- **Work instructions**: Exactly and only the lines from the one containing "In this exercise you will locate the shadow" through the close of the entries below are to be set down.

::: Dataset entries

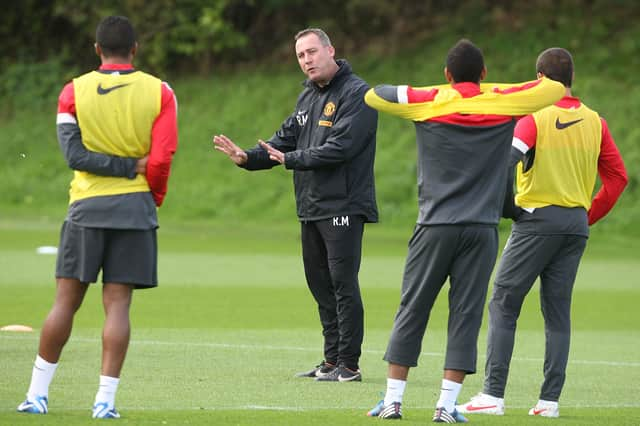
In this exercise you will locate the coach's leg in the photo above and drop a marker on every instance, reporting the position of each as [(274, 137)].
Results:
[(556, 287), (343, 238), (316, 269)]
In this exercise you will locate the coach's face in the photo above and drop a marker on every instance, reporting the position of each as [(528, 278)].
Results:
[(316, 61)]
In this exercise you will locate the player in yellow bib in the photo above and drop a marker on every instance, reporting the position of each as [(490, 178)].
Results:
[(117, 129), (559, 151)]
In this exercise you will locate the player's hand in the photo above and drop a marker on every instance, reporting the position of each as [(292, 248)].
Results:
[(141, 165), (274, 154), (233, 151)]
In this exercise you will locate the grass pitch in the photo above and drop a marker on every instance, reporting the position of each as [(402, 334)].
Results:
[(232, 321)]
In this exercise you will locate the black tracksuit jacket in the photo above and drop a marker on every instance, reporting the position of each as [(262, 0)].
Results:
[(329, 142)]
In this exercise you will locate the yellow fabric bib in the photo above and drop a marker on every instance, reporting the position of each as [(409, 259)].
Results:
[(566, 159), (115, 113)]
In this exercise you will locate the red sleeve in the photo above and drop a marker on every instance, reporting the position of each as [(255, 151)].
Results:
[(526, 131), (613, 177), (417, 96), (164, 142), (67, 100)]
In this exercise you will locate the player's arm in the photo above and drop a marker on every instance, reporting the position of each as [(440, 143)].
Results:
[(349, 132), (613, 177), (164, 142), (523, 144), (77, 156), (404, 101)]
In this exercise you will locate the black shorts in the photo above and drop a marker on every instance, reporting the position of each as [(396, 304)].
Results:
[(125, 256)]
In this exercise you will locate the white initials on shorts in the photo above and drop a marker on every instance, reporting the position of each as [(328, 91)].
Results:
[(341, 221)]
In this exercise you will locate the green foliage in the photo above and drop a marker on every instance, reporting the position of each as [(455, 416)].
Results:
[(249, 102)]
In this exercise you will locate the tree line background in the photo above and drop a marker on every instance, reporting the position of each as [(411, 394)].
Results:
[(232, 66)]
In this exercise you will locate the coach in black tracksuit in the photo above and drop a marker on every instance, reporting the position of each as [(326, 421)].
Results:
[(329, 142)]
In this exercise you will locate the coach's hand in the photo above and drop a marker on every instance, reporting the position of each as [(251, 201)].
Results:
[(226, 145), (274, 154)]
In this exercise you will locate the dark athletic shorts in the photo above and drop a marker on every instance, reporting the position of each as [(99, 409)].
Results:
[(125, 256)]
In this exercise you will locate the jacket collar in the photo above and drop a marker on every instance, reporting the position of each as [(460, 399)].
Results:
[(344, 69)]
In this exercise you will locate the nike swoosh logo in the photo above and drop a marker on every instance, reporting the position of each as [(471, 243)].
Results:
[(346, 379), (105, 90), (560, 125), (479, 407)]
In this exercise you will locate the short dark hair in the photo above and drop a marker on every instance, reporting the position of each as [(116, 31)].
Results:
[(115, 36), (324, 38), (557, 64), (465, 62)]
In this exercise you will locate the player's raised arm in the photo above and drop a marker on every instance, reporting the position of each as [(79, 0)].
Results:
[(419, 104)]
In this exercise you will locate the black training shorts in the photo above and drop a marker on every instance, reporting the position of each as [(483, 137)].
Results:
[(125, 256)]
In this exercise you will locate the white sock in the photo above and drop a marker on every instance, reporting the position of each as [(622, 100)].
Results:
[(395, 390), (107, 390), (448, 395), (41, 377)]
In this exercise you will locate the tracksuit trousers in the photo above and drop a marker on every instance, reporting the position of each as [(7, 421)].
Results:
[(555, 259), (331, 252)]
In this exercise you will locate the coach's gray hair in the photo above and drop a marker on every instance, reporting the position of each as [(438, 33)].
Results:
[(324, 38)]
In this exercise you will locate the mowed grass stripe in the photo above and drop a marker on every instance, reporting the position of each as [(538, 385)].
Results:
[(235, 346)]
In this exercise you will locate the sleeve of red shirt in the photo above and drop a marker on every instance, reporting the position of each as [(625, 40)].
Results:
[(164, 142), (526, 131), (613, 177), (67, 101), (415, 96)]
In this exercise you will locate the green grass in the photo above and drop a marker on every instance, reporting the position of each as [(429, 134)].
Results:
[(219, 340)]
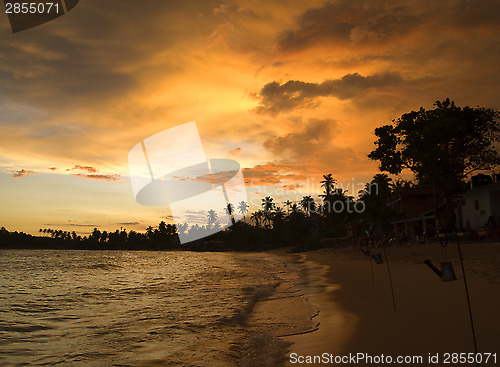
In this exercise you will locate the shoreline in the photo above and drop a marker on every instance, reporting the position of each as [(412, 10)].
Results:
[(431, 316)]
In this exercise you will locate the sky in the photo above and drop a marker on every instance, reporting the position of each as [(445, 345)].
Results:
[(291, 90)]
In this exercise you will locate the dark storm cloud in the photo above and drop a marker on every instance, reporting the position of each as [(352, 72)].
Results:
[(92, 55), (358, 22), (23, 172), (276, 97)]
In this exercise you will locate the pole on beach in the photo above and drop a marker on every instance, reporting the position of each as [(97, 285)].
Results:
[(371, 269), (466, 293), (390, 279)]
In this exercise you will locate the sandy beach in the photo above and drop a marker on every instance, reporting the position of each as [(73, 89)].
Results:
[(357, 313)]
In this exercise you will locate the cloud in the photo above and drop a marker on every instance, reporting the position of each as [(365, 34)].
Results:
[(276, 97), (89, 169), (313, 151), (23, 172), (271, 173), (359, 23), (235, 151), (99, 177)]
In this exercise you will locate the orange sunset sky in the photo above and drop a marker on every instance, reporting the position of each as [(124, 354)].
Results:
[(290, 89)]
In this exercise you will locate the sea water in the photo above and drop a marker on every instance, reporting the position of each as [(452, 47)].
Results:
[(139, 308)]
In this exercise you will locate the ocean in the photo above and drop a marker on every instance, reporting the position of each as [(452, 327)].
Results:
[(140, 308)]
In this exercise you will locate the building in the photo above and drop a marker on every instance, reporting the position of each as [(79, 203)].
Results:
[(481, 207), (414, 208)]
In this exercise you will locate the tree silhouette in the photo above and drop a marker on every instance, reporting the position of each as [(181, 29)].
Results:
[(243, 208), (328, 183), (229, 209), (440, 147), (308, 204), (212, 217)]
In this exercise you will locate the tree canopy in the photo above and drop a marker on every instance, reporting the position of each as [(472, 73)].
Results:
[(439, 146)]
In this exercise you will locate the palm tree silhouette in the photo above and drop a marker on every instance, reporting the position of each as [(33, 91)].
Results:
[(229, 211), (257, 216), (328, 184), (267, 204), (212, 217), (243, 208), (308, 204)]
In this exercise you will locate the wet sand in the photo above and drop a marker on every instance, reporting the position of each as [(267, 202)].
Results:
[(357, 312)]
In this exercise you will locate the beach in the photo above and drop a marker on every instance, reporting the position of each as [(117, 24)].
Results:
[(430, 318)]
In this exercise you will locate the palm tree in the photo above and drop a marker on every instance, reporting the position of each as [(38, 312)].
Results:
[(256, 217), (243, 208), (267, 204), (229, 211), (308, 204), (278, 215), (328, 184), (182, 227), (212, 217)]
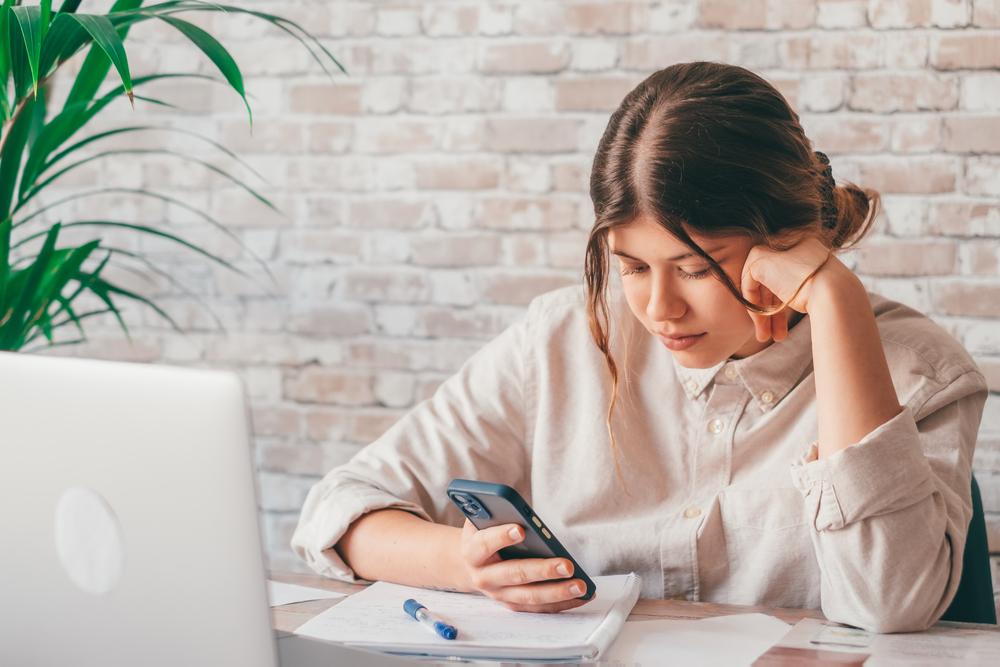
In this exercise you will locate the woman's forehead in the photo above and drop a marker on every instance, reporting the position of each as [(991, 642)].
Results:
[(647, 236)]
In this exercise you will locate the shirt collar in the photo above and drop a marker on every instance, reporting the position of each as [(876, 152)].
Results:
[(768, 375)]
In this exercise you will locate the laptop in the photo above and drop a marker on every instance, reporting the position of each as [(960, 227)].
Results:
[(129, 525)]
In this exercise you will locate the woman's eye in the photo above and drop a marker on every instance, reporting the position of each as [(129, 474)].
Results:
[(695, 275)]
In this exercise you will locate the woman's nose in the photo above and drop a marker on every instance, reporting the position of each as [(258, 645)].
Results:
[(664, 303)]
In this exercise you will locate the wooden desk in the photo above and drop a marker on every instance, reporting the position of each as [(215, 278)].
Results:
[(289, 617)]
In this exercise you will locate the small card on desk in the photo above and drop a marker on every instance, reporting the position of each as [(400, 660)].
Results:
[(374, 619)]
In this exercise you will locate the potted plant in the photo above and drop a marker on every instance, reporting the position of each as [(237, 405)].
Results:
[(42, 282)]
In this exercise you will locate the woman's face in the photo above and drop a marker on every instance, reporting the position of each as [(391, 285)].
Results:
[(673, 292)]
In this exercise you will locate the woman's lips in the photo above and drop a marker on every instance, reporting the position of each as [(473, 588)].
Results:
[(682, 343)]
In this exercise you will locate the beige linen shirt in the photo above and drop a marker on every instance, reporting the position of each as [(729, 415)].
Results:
[(721, 497)]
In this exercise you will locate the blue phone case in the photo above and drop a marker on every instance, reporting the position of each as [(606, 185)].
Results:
[(486, 505)]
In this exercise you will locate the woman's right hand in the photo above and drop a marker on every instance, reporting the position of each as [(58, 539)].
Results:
[(522, 584)]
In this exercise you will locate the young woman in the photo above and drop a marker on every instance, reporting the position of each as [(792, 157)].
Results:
[(737, 421)]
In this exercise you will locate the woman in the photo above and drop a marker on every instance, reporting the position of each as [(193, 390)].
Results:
[(738, 421)]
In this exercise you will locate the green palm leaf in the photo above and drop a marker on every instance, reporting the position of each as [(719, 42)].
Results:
[(107, 38), (39, 292), (216, 53)]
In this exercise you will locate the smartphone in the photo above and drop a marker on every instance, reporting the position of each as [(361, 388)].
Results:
[(486, 505)]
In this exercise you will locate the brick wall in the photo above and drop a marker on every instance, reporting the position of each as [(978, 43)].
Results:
[(432, 193)]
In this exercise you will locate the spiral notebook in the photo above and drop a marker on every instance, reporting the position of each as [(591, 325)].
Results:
[(374, 619)]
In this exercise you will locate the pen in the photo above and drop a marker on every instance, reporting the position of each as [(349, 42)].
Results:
[(420, 613)]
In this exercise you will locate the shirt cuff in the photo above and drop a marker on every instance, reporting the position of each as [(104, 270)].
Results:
[(327, 516), (882, 473)]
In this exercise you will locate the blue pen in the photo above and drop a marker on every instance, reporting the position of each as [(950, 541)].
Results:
[(420, 613)]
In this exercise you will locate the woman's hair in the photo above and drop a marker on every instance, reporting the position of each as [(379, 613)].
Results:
[(716, 149)]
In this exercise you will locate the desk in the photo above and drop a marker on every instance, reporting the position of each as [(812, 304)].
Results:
[(289, 617)]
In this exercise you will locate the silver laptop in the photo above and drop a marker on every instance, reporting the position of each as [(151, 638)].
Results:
[(128, 521)]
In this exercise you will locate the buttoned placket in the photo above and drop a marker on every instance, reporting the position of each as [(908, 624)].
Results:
[(711, 462)]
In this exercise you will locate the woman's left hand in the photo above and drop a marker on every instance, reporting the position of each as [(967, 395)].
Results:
[(772, 277)]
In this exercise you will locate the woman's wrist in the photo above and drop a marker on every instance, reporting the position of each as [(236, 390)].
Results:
[(833, 284)]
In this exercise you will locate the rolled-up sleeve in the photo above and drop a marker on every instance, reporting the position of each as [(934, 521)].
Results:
[(472, 427), (890, 513)]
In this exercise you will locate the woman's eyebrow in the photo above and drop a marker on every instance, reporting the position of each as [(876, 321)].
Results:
[(710, 251)]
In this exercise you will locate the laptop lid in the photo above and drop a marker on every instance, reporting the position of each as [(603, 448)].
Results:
[(128, 516)]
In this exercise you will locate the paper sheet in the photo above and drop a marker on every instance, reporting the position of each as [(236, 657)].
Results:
[(722, 640), (939, 645), (280, 593), (375, 617)]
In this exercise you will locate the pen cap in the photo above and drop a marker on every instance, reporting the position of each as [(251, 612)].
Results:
[(445, 630), (411, 607)]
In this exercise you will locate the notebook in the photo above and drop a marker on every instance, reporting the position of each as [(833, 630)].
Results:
[(374, 619)]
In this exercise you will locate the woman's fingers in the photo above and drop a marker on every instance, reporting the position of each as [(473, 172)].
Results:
[(480, 546), (779, 324), (752, 289), (521, 571), (539, 594)]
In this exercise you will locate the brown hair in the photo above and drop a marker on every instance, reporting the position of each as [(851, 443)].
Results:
[(717, 149)]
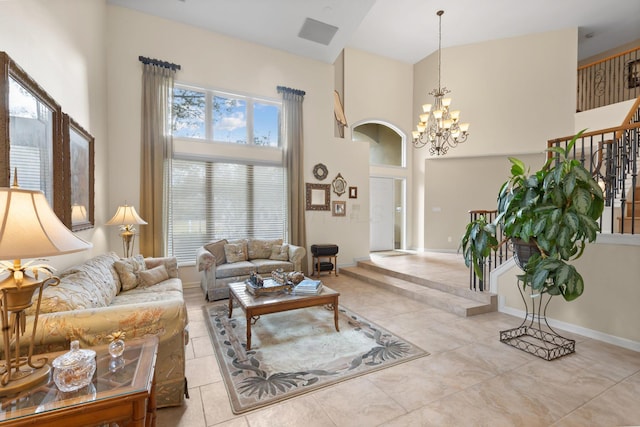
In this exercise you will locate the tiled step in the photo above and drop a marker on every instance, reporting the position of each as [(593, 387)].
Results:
[(443, 300), (455, 289)]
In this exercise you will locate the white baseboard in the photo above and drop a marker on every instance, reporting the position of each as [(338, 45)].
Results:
[(188, 285)]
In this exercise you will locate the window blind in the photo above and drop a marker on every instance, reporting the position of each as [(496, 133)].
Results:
[(211, 200)]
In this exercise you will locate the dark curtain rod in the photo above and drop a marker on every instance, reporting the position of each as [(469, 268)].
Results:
[(157, 62), (290, 90)]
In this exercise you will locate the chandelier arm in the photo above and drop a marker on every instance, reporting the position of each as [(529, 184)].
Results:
[(439, 127)]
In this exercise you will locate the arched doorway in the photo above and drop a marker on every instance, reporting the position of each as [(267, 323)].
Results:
[(387, 183)]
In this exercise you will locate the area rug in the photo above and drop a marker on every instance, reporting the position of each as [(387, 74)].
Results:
[(298, 351)]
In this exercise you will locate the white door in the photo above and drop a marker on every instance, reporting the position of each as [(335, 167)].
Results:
[(381, 214)]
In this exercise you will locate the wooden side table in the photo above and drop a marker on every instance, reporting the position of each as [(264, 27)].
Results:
[(125, 396)]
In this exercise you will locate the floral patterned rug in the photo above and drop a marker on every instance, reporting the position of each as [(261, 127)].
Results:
[(298, 351)]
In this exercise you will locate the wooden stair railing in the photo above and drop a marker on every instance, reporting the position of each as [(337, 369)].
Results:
[(612, 156)]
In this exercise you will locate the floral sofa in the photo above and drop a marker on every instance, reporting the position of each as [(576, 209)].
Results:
[(223, 261), (106, 294)]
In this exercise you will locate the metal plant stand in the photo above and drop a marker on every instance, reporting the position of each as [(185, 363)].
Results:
[(534, 335)]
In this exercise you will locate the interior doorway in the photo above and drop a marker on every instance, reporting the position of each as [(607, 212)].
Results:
[(386, 226)]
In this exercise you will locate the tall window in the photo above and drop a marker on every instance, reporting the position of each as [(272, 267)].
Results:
[(218, 191), (222, 117)]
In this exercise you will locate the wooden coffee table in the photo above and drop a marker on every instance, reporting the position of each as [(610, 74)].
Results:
[(255, 306), (125, 396)]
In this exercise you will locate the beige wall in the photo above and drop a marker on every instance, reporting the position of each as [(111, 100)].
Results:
[(379, 90), (608, 308), (215, 61), (61, 44), (517, 93)]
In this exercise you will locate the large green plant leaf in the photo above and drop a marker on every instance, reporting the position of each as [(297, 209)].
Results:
[(581, 200), (569, 183), (571, 220)]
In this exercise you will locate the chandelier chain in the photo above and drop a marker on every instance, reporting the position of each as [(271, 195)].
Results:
[(439, 127)]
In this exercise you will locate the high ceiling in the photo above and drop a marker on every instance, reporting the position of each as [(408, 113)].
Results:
[(405, 30)]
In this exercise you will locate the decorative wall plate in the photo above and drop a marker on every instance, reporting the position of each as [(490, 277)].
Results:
[(339, 185), (320, 171)]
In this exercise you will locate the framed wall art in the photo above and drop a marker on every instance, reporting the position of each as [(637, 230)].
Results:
[(339, 208), (79, 174), (30, 135), (339, 185), (318, 196)]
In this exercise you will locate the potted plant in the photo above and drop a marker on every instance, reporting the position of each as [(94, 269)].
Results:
[(554, 212)]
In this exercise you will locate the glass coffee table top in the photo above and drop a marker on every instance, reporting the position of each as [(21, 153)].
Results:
[(131, 375)]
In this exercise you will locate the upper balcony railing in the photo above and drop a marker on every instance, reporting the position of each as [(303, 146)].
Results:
[(610, 80)]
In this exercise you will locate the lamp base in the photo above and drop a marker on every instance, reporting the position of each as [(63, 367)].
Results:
[(23, 380)]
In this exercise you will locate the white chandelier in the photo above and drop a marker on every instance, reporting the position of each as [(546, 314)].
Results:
[(439, 127)]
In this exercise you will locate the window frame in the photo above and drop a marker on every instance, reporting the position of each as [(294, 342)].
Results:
[(250, 102), (210, 150)]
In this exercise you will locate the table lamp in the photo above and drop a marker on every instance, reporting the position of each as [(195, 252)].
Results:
[(126, 216), (28, 229)]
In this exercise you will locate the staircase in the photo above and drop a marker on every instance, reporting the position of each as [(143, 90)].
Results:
[(630, 222), (448, 297)]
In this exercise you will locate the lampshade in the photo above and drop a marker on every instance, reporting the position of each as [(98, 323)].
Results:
[(30, 229), (126, 215)]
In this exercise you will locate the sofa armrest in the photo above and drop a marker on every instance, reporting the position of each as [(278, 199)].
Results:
[(204, 259), (92, 327), (296, 255)]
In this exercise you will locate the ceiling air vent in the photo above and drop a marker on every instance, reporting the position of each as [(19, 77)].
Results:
[(317, 31)]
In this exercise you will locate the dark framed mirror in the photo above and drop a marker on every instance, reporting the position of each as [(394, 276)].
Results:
[(79, 170), (30, 135)]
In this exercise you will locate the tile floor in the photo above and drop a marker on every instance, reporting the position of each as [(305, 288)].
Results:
[(470, 378)]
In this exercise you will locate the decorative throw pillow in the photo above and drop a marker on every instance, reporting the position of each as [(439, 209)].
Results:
[(153, 276), (216, 247), (235, 252), (128, 270), (280, 252)]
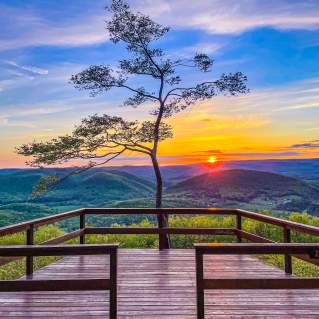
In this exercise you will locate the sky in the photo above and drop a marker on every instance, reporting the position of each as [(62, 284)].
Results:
[(275, 43)]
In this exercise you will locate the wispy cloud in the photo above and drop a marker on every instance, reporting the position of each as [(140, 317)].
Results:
[(233, 17), (25, 27), (307, 145), (31, 69)]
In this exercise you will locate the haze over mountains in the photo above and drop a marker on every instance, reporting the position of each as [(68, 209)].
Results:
[(279, 186)]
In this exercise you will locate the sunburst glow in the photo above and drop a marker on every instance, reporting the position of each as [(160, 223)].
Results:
[(212, 159)]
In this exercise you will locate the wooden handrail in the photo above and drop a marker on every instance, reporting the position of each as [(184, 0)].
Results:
[(286, 226), (65, 284), (249, 283), (11, 229)]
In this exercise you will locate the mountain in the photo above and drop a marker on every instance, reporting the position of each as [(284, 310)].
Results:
[(307, 169), (92, 187), (250, 189)]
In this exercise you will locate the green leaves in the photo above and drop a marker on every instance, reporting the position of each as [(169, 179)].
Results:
[(98, 139), (44, 185)]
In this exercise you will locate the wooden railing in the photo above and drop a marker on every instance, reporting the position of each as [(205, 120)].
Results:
[(312, 250), (236, 231), (64, 284)]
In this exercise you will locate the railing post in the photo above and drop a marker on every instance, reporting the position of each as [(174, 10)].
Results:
[(82, 226), (113, 284), (238, 226), (199, 285), (288, 262), (29, 259), (164, 242)]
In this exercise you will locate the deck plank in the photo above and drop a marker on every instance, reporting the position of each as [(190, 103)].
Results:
[(160, 284)]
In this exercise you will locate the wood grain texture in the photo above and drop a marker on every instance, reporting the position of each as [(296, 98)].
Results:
[(160, 284)]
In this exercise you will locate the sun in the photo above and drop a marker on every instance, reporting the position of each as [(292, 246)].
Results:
[(212, 159)]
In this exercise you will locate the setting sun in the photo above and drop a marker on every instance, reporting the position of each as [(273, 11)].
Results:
[(212, 159)]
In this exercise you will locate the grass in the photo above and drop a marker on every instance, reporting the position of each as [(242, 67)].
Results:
[(300, 268)]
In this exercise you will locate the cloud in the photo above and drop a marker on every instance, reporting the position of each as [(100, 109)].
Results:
[(246, 154), (233, 17), (32, 69), (308, 145), (24, 27)]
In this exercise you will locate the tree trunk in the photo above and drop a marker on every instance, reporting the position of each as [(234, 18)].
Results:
[(164, 242)]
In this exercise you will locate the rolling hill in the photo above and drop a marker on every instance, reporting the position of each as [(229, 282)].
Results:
[(250, 189)]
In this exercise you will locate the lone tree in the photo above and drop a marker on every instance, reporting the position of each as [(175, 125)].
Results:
[(100, 139)]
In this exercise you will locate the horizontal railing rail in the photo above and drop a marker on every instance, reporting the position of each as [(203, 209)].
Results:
[(236, 231), (30, 284), (202, 283)]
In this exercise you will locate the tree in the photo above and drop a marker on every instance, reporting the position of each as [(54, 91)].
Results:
[(139, 33)]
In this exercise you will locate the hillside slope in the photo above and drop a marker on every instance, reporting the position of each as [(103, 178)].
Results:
[(248, 188), (92, 187)]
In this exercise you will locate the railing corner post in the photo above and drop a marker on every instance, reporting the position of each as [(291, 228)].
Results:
[(200, 297), (29, 241), (82, 227), (288, 259), (238, 227)]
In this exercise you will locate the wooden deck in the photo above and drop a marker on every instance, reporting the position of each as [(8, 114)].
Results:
[(160, 284)]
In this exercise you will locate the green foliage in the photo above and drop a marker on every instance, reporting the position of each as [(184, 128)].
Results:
[(44, 184), (300, 268), (16, 269)]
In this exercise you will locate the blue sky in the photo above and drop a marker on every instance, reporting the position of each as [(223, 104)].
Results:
[(276, 43)]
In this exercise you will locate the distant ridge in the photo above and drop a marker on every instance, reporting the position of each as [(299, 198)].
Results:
[(237, 186)]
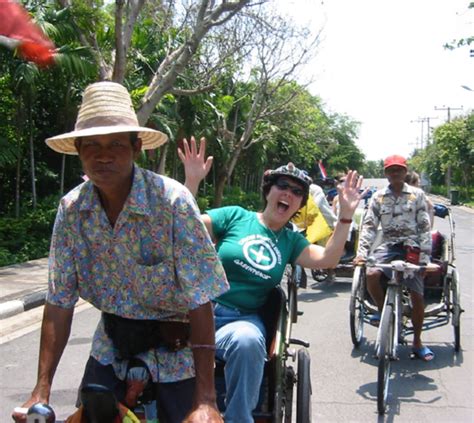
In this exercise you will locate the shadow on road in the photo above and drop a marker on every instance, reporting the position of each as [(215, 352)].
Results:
[(408, 377)]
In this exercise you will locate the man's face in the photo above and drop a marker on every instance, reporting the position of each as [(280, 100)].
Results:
[(108, 159), (396, 174)]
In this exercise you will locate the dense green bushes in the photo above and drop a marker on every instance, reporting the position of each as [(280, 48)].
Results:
[(27, 238)]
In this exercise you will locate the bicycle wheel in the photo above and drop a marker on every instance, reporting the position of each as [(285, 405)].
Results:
[(319, 275), (456, 309), (356, 306), (303, 387), (385, 352)]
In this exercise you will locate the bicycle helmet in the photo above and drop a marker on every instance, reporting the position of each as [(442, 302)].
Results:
[(290, 170)]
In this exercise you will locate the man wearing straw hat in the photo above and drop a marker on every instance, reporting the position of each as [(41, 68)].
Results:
[(131, 243)]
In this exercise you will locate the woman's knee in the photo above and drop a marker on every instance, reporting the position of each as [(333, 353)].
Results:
[(249, 340)]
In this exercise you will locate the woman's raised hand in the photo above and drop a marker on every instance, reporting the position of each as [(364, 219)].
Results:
[(349, 193), (196, 166)]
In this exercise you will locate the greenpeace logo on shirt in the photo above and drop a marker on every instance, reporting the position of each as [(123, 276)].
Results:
[(261, 255)]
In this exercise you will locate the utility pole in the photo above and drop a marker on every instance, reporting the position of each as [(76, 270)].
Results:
[(422, 120), (448, 172)]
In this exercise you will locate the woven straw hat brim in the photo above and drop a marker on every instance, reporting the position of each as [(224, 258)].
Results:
[(64, 143)]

::::::

- **Written response**:
In this exercise you will locate the shadow on road in the photo above and drop a marker on every instance, reporting the position of each as [(215, 352)].
Results:
[(408, 377)]
In this exercise you will locate the man's face in the photo above and drop a marker on every instance, reporting the position of each as [(280, 100)].
Results:
[(108, 159), (396, 174)]
In this exercise you will locate the dense green bushes in the photo above and drop a marker on every instance, reporting the position of each as [(280, 48)].
Results:
[(27, 238)]
In this exercise you will locate the bicycle wheel in the photo above and drop a marker on every instance, reporting the position of each as [(285, 405)].
Results:
[(319, 275), (456, 309), (356, 306), (303, 387), (385, 352)]
In this exercise you will locate the bicycle helmet in the photo above and drop a marker on every instance, reporting the position of each as [(442, 302)].
Results:
[(290, 170)]
In this exercise you will locate the man wearing straw hat in the photo above and drop a marker on every instance, reporting the position of each as [(41, 68)].
Results:
[(131, 243)]
In this exercise you will locate the woman's knee in the photo above and drop a marker on every instance, reporting the position of each as [(333, 353)].
Results:
[(249, 340)]
In this exercise you will locate the woman's raised hand in the photo above and drop a marker on every instance, reporting the position of each as [(364, 219)].
Results:
[(349, 193), (196, 166)]
In this exercise you will locate the greenpeace logo on shirt in the photo above and drop a marker on every instance, reporting the position of each as [(123, 276)].
Results:
[(261, 255)]
In this exercise you will locate the utility pole in the photo above and drop a marker on every instance, reporting the position of each as [(76, 270)].
Results:
[(422, 120), (448, 172)]
In this exercise you will locate the woven straw hat brim in the photo above and drop a marker on every instance, reporting the position of each as [(224, 258)].
Results:
[(64, 143)]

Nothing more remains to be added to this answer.